• WHAT YOU ARE ASKED TO DO: Repeat the entries below exactly, missing none.

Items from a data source
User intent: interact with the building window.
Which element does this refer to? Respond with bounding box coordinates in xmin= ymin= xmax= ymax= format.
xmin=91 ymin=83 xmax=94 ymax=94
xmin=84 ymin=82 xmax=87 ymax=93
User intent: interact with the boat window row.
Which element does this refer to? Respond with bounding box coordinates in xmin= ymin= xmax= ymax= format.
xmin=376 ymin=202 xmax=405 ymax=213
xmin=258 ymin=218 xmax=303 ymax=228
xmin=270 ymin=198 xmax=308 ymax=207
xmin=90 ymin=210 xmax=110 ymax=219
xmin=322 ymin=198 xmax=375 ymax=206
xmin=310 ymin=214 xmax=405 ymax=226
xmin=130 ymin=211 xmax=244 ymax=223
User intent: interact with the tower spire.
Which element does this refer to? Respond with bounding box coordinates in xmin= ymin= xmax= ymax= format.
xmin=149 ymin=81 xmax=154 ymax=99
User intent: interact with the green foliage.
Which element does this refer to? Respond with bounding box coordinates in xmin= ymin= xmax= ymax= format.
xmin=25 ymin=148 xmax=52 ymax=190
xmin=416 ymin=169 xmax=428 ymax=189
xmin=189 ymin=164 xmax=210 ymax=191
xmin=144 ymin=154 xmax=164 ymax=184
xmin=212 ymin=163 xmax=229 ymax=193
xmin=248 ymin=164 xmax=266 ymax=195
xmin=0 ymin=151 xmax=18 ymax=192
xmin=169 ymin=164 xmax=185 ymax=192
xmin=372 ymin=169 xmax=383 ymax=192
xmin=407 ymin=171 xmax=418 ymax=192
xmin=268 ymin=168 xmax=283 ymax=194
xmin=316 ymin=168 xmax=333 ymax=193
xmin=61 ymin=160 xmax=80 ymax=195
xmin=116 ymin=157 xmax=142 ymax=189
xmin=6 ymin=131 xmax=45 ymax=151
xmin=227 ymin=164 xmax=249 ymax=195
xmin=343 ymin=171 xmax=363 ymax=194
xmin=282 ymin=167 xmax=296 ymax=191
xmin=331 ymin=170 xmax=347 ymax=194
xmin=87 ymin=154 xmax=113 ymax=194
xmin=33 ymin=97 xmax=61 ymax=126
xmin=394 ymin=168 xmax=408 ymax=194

• RESULT FOR THIS TASK:
User intent: interact with the building window.
Which element does this refer to? Respond with bounding box coordinates in xmin= ymin= xmax= ymax= format.
xmin=91 ymin=83 xmax=94 ymax=94
xmin=84 ymin=82 xmax=87 ymax=93
User intent: interact with the boat window row.
Which element does this refer to? Respond with bounding box coordinates in xmin= ymin= xmax= ymax= format.
xmin=376 ymin=202 xmax=405 ymax=213
xmin=258 ymin=218 xmax=303 ymax=228
xmin=270 ymin=198 xmax=308 ymax=207
xmin=90 ymin=210 xmax=110 ymax=219
xmin=322 ymin=198 xmax=375 ymax=206
xmin=310 ymin=214 xmax=405 ymax=226
xmin=130 ymin=211 xmax=244 ymax=223
User intent: interact with the tower spire.
Which element does this refer to? Respond with bounding box coordinates in xmin= ymin= xmax= ymax= format.
xmin=149 ymin=81 xmax=154 ymax=99
User intent: interact with the green foliage.
Which element does this refer to? Respond with bounding box coordinates in xmin= ymin= xmax= ymax= format.
xmin=25 ymin=148 xmax=52 ymax=190
xmin=416 ymin=169 xmax=428 ymax=189
xmin=189 ymin=164 xmax=210 ymax=191
xmin=144 ymin=154 xmax=164 ymax=184
xmin=212 ymin=163 xmax=229 ymax=193
xmin=248 ymin=164 xmax=266 ymax=195
xmin=0 ymin=151 xmax=18 ymax=192
xmin=169 ymin=164 xmax=185 ymax=192
xmin=372 ymin=169 xmax=383 ymax=192
xmin=407 ymin=171 xmax=418 ymax=192
xmin=268 ymin=168 xmax=283 ymax=194
xmin=316 ymin=168 xmax=333 ymax=193
xmin=61 ymin=160 xmax=80 ymax=195
xmin=116 ymin=157 xmax=142 ymax=189
xmin=6 ymin=131 xmax=45 ymax=151
xmin=227 ymin=164 xmax=249 ymax=195
xmin=343 ymin=171 xmax=363 ymax=194
xmin=282 ymin=167 xmax=296 ymax=191
xmin=331 ymin=170 xmax=347 ymax=194
xmin=87 ymin=154 xmax=113 ymax=194
xmin=33 ymin=97 xmax=61 ymax=126
xmin=394 ymin=168 xmax=408 ymax=194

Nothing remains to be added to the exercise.